SUPPLIED PASSAGE:
OpenAI, Broadcom Debut Custom ‘Jalapeño’ AI Chip for Faster LLM Inference
OpenAI and Broadcom have unveiled Jalapeño, OpenAI’s first custom AI accelerator chip, designed from the ground up to handle large language model inference rather than adapted from general-purpose hardware. Engineering samples are already running production workloads in the lab, including GPT-5.3-Codex-Spark, at target frequency and power. Early testing shows performance per watt substantially ahead of current state-of-the-art accelerators, though OpenAI says a detailed technical report is months away.
The chip was co-developed with Broadcom handling silicon implementation and networking, and Celestica managing board, rack, and system integration. OpenAI designed the architecture around its own models, kernels, and serving systems — optimizing for the memory movement, networking, and compute patterns specific to frontier LLM inference. Jalapeño is also intended to be compatible with LLMs beyond OpenAI’s own.
“By designing more of the stack ourselves, we can serve more intelligence with greater efficiency and keep pushing advanced AI toward broader access,” said Greg Brockman, president and co-founder, OpenAI.
Broadcom CEO Hock Tan framed the partnership as a long-term infrastructure commitment, with gigawatt-scale data center deployments planned with Microsoft and other partners beginning this year. Jalapeño is the first chip in what both companies describe as a multi-generation roadmap, with subsequent generations already in development.
The chip’s nine-month development cycle was itself partly accelerated using OpenAI’s own models — a detail the company highlighted as proof of concept for AI-assisted chip design lowering the cost of compute across the industry over time.

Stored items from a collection
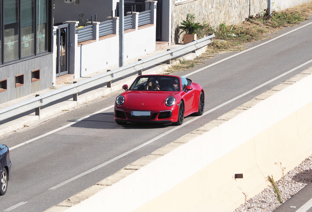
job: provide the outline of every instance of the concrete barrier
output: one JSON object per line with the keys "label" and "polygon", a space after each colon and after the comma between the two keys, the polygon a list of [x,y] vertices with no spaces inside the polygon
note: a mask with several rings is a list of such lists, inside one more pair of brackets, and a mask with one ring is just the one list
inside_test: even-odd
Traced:
{"label": "concrete barrier", "polygon": [[[312,68],[46,212],[229,212],[312,154]],[[235,174],[243,174],[235,179]]]}

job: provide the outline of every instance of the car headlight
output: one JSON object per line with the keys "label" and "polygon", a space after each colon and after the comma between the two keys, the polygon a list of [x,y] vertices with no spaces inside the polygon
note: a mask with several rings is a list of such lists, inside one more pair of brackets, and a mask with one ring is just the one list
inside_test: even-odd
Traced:
{"label": "car headlight", "polygon": [[117,105],[121,106],[125,103],[125,97],[124,96],[120,95],[116,99],[116,104]]}
{"label": "car headlight", "polygon": [[172,106],[175,104],[176,104],[176,98],[174,97],[168,97],[165,101],[165,105],[168,106]]}

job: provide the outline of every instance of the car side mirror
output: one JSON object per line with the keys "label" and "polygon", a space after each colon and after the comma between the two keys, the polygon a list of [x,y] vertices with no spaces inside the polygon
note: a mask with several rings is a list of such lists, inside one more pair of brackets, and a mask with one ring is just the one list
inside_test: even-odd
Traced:
{"label": "car side mirror", "polygon": [[187,92],[189,90],[193,90],[193,87],[190,85],[187,85],[185,88],[185,92]]}
{"label": "car side mirror", "polygon": [[123,85],[123,89],[125,90],[127,90],[128,89],[128,85],[125,84]]}

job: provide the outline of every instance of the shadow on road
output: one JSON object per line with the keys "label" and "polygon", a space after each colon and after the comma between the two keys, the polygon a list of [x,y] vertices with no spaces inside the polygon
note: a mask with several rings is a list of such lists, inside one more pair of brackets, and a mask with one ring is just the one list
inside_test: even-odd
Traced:
{"label": "shadow on road", "polygon": [[[74,122],[77,119],[72,119],[69,122]],[[171,124],[157,123],[128,123],[124,125],[119,125],[114,120],[113,112],[102,113],[94,115],[72,125],[72,127],[103,129],[149,129],[165,128],[172,126]]]}

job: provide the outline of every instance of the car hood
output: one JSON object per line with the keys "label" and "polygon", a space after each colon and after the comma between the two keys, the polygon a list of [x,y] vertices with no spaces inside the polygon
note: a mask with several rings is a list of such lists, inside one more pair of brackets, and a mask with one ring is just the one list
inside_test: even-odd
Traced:
{"label": "car hood", "polygon": [[172,91],[129,91],[127,101],[131,106],[156,106],[177,92]]}

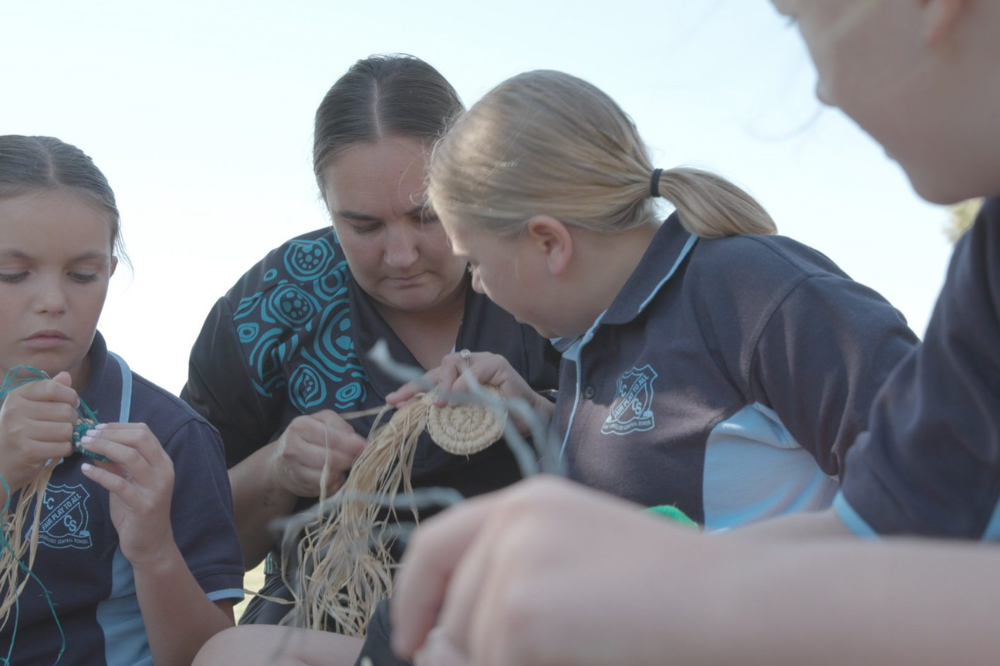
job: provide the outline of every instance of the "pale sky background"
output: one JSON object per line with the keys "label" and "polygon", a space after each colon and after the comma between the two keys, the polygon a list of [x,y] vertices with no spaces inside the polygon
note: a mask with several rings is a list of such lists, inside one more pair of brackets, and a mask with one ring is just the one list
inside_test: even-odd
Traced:
{"label": "pale sky background", "polygon": [[100,328],[174,392],[215,300],[328,224],[313,113],[373,53],[427,60],[466,104],[529,69],[588,79],[658,165],[746,187],[918,334],[951,250],[947,211],[814,100],[804,47],[766,0],[0,0],[0,35],[0,133],[59,137],[108,176],[135,271],[114,278]]}

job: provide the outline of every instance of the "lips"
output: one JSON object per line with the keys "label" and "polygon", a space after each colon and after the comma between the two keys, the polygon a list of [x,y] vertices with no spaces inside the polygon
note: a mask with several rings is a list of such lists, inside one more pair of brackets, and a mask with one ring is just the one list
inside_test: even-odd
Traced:
{"label": "lips", "polygon": [[406,284],[407,282],[413,282],[417,278],[421,277],[423,274],[424,274],[423,272],[420,272],[420,273],[414,273],[413,275],[393,275],[390,276],[389,279],[392,280],[393,282]]}
{"label": "lips", "polygon": [[62,331],[46,330],[32,333],[25,339],[25,342],[31,347],[46,349],[63,345],[68,340],[69,337]]}

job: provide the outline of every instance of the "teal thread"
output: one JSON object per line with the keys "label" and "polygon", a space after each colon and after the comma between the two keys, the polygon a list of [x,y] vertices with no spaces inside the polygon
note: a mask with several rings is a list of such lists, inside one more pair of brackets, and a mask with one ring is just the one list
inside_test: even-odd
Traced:
{"label": "teal thread", "polygon": [[[45,373],[44,370],[39,370],[34,366],[15,365],[7,371],[6,376],[3,378],[3,384],[0,384],[0,402],[2,402],[4,398],[7,397],[7,394],[14,389],[40,379],[51,378]],[[107,456],[102,456],[99,453],[88,451],[83,448],[83,445],[80,444],[80,440],[86,436],[87,431],[97,425],[97,412],[88,407],[87,403],[85,403],[82,398],[80,399],[80,407],[77,408],[76,411],[80,415],[80,422],[73,427],[73,451],[79,453],[85,458],[99,460],[100,462],[111,462]]]}
{"label": "teal thread", "polygon": [[[9,375],[10,373],[7,374]],[[7,380],[4,379],[4,385],[6,386],[6,384]],[[6,395],[6,393],[4,395]],[[6,493],[6,498],[4,499],[3,503],[3,514],[0,515],[7,516],[8,512],[10,511],[10,484],[7,483],[7,479],[4,478],[3,474],[0,474],[0,484],[3,484],[3,489],[4,492]],[[25,563],[22,562],[19,557],[17,557],[17,553],[14,552],[14,547],[11,546],[10,541],[7,540],[6,525],[4,525],[3,529],[0,530],[0,548],[9,552],[14,561],[17,562],[18,569],[20,569],[23,573],[26,573],[28,576],[33,578],[34,581],[38,583],[38,587],[42,588],[42,594],[45,596],[45,603],[49,605],[49,610],[52,611],[52,619],[56,623],[56,629],[59,630],[59,640],[60,640],[59,654],[56,655],[56,660],[52,662],[54,666],[55,664],[59,663],[59,660],[62,659],[63,653],[66,652],[66,632],[63,631],[62,623],[59,622],[59,614],[56,612],[56,606],[55,604],[52,603],[52,593],[49,592],[49,588],[45,587],[45,584],[42,583],[42,580],[35,574],[35,572],[29,569],[27,565],[25,565]],[[17,585],[16,580],[14,581],[14,585],[16,587]],[[20,620],[20,618],[21,618],[21,599],[20,595],[18,595],[18,597],[14,599],[14,628],[10,632],[10,647],[7,649],[7,656],[0,657],[0,664],[3,664],[4,666],[10,666],[11,655],[14,654],[14,640],[17,638],[17,625],[19,624],[18,621]]]}
{"label": "teal thread", "polygon": [[661,506],[651,506],[648,509],[643,509],[643,511],[645,511],[646,513],[651,513],[657,516],[661,516],[663,518],[666,518],[667,520],[672,520],[675,523],[683,525],[685,527],[693,527],[695,529],[698,529],[698,523],[688,518],[687,514],[678,509],[676,506],[672,506],[670,504],[664,504]]}
{"label": "teal thread", "polygon": [[[39,370],[38,368],[30,365],[14,366],[7,371],[7,374],[3,379],[3,384],[0,384],[0,402],[2,402],[11,391],[40,379],[49,379],[49,376],[43,370]],[[108,459],[105,456],[93,453],[92,451],[87,451],[80,446],[80,439],[87,434],[88,430],[97,425],[97,414],[90,407],[88,407],[83,400],[80,400],[80,407],[77,409],[77,413],[80,415],[80,423],[73,428],[74,450],[88,458],[107,462]],[[3,485],[4,492],[6,493],[6,499],[3,504],[3,513],[0,515],[7,516],[10,511],[11,492],[10,484],[7,483],[7,479],[5,479],[2,474],[0,474],[0,484]],[[56,655],[56,660],[53,662],[53,664],[58,664],[59,660],[62,659],[63,654],[66,652],[66,632],[62,628],[62,623],[59,622],[59,614],[56,612],[55,604],[52,602],[52,593],[49,592],[47,587],[45,587],[45,584],[42,583],[38,575],[29,569],[28,566],[22,562],[19,557],[17,557],[17,553],[14,552],[14,547],[11,546],[10,541],[7,539],[6,525],[4,525],[3,529],[0,530],[0,548],[9,552],[12,559],[17,562],[18,569],[38,583],[38,586],[41,588],[42,595],[45,597],[45,603],[48,604],[49,610],[52,612],[52,619],[56,623],[56,629],[59,630],[59,654]],[[15,580],[14,583],[16,586],[17,581]],[[0,664],[3,664],[4,666],[9,666],[11,663],[11,656],[14,653],[14,642],[17,638],[17,627],[20,617],[21,601],[18,597],[14,599],[14,626],[10,634],[10,647],[7,650],[7,656],[0,657]]]}

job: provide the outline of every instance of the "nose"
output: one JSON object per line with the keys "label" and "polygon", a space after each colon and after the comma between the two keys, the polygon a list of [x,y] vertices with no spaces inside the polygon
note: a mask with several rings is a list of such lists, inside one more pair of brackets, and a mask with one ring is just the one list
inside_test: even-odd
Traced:
{"label": "nose", "polygon": [[385,263],[392,268],[409,268],[420,254],[417,252],[416,239],[406,224],[387,225],[387,231]]}
{"label": "nose", "polygon": [[35,294],[35,312],[62,314],[66,312],[67,307],[66,292],[59,279],[53,278],[38,282],[38,292]]}

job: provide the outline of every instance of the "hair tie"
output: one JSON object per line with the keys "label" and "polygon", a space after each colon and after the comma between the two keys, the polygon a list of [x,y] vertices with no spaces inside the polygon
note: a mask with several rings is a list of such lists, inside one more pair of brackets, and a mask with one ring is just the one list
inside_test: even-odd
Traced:
{"label": "hair tie", "polygon": [[654,199],[660,198],[660,174],[663,169],[653,169],[653,177],[649,179],[649,196]]}

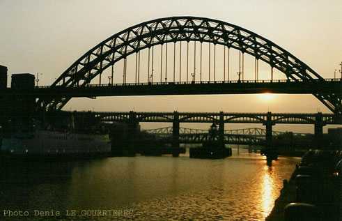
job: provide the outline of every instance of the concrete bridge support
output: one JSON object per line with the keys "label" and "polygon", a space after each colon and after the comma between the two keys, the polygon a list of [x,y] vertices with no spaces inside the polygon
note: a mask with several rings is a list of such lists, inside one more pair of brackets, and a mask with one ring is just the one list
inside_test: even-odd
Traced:
{"label": "concrete bridge support", "polygon": [[219,144],[220,146],[224,146],[224,119],[223,112],[219,112]]}
{"label": "concrete bridge support", "polygon": [[127,155],[134,155],[137,153],[137,130],[139,130],[139,121],[137,119],[137,113],[130,112],[127,140]]}
{"label": "concrete bridge support", "polygon": [[316,114],[315,119],[315,147],[322,148],[323,144],[323,126],[322,112]]}
{"label": "concrete bridge support", "polygon": [[265,155],[267,160],[275,160],[278,158],[278,153],[272,145],[272,126],[274,123],[272,121],[272,113],[270,112],[267,114],[266,122],[264,125],[266,126]]}
{"label": "concrete bridge support", "polygon": [[172,123],[172,156],[179,156],[179,114],[173,112],[173,122]]}

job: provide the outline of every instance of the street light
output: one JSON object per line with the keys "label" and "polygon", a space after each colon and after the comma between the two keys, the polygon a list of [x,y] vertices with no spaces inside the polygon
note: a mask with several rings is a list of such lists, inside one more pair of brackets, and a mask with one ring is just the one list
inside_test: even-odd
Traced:
{"label": "street light", "polygon": [[37,73],[37,77],[36,78],[36,82],[37,82],[37,86],[38,86],[38,82],[39,82],[39,75],[42,75],[42,74],[40,73]]}
{"label": "street light", "polygon": [[240,83],[240,82],[241,82],[241,73],[242,73],[242,72],[241,72],[241,71],[238,71],[238,72],[236,73],[236,74],[237,74],[238,75],[239,75],[239,80],[238,81],[238,82],[239,82],[239,83]]}
{"label": "street light", "polygon": [[341,62],[340,66],[341,66],[341,69],[339,70],[341,74],[341,79],[342,79],[342,62]]}

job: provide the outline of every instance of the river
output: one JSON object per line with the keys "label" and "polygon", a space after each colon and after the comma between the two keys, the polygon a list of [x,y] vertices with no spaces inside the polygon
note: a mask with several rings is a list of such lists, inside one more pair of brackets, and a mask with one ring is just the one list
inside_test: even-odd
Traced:
{"label": "river", "polygon": [[16,166],[2,172],[0,220],[263,220],[299,161],[279,157],[269,167],[240,148],[223,160],[185,153]]}

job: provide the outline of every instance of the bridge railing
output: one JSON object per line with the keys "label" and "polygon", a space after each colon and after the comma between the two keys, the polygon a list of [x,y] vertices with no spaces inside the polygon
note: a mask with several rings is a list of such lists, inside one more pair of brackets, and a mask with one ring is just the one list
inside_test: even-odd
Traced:
{"label": "bridge railing", "polygon": [[[320,82],[322,79],[308,79],[306,82]],[[342,79],[339,78],[326,78],[324,80],[327,82],[341,82]],[[229,81],[190,81],[190,82],[143,82],[143,83],[125,83],[125,84],[86,84],[86,87],[100,87],[100,86],[146,86],[146,85],[172,85],[172,84],[244,84],[244,83],[286,83],[286,82],[304,82],[301,79],[263,79],[263,80],[229,80]],[[38,86],[38,89],[47,89],[51,86]],[[59,85],[56,85],[56,87],[59,87]],[[77,88],[83,87],[84,86],[72,85],[70,87]]]}

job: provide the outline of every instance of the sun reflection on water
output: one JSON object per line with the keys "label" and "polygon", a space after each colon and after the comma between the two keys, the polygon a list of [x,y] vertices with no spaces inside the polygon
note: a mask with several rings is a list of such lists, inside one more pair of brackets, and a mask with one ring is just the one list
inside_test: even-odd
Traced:
{"label": "sun reflection on water", "polygon": [[261,202],[263,213],[267,215],[274,206],[274,196],[272,194],[273,178],[271,176],[272,168],[267,166],[263,167],[265,174],[263,176]]}

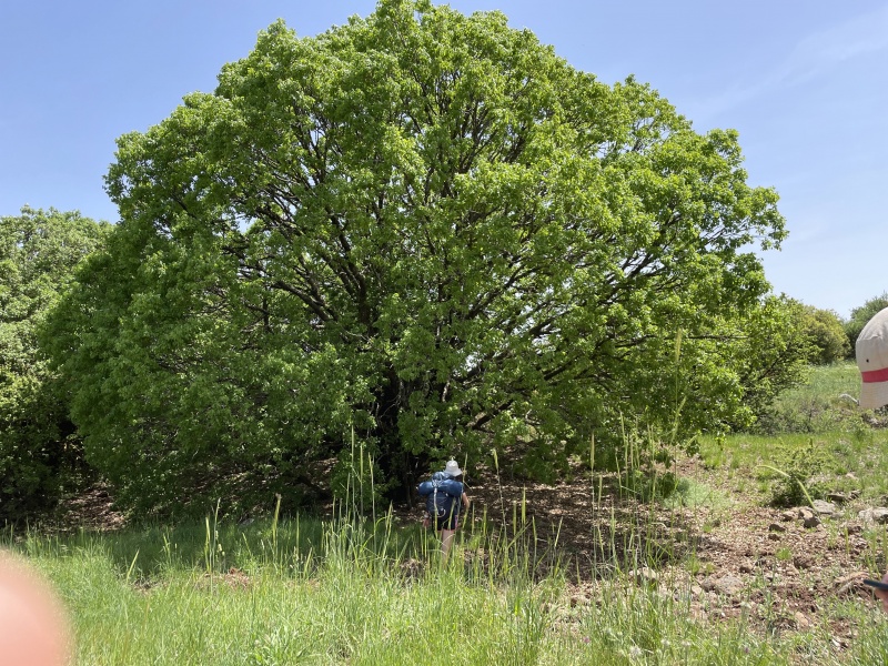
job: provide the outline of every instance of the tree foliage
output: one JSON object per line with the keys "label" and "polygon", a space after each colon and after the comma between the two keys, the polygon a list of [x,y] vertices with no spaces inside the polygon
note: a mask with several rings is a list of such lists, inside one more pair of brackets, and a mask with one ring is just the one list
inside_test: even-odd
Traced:
{"label": "tree foliage", "polygon": [[72,481],[80,442],[37,332],[104,226],[77,212],[0,218],[0,518],[44,508]]}
{"label": "tree foliage", "polygon": [[827,365],[848,356],[851,346],[836,312],[805,305],[803,316],[805,333],[811,344],[811,363]]}
{"label": "tree foliage", "polygon": [[352,433],[390,487],[457,451],[555,471],[623,415],[746,422],[786,352],[750,244],[785,231],[741,162],[498,12],[274,23],[119,140],[122,223],[56,320],[88,454],[153,505],[292,487]]}

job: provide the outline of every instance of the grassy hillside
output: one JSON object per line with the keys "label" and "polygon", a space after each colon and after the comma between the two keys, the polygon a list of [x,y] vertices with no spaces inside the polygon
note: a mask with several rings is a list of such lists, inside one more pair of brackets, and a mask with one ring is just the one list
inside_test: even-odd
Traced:
{"label": "grassy hillside", "polygon": [[[882,664],[858,581],[888,533],[858,512],[885,504],[888,428],[839,397],[855,373],[817,369],[770,434],[704,440],[653,503],[588,470],[492,476],[447,566],[408,509],[2,543],[58,589],[83,665]],[[815,527],[790,508],[837,494]]]}

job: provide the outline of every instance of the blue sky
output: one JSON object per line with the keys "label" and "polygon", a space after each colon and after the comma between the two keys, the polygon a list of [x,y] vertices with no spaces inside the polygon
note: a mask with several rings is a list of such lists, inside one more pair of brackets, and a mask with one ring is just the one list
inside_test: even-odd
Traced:
{"label": "blue sky", "polygon": [[[848,316],[888,291],[888,1],[456,0],[502,10],[577,69],[650,83],[698,131],[740,133],[789,239],[775,292]],[[316,34],[373,1],[0,3],[0,214],[29,204],[115,221],[114,140],[211,92],[278,18]]]}

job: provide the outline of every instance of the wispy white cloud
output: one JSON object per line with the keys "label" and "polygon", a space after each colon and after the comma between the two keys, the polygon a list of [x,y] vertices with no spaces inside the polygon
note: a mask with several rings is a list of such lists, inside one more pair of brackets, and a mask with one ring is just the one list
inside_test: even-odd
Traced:
{"label": "wispy white cloud", "polygon": [[773,70],[740,82],[700,103],[697,117],[712,118],[778,87],[793,87],[829,73],[847,61],[888,51],[888,4],[800,40]]}

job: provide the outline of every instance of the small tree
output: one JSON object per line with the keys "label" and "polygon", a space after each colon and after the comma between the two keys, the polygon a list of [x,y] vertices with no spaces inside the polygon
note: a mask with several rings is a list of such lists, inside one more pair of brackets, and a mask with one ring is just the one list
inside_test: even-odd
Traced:
{"label": "small tree", "polygon": [[811,363],[827,365],[848,356],[850,344],[845,325],[836,312],[805,305],[803,317],[803,327],[811,344]]}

PROBLEM TO SOLVE: Decide whether each statement agrees with the article on the Jalapeño chip, answering yes or no and quoting the deciding words. 1. Celestica handled the chip's silicon implementation. 2. Jalapeño was developed over nine months. 3. OpenAI has already released a detailed technical report on the chip.

ANSWER TO THIS TASK:
1. No: "Broadcom handling silicon implementation and networking, and Celestica managing board, rack, and system integration"
2. Yes: "The chip’s nine-month development cycle"
3. No: "a detailed technical report is months away"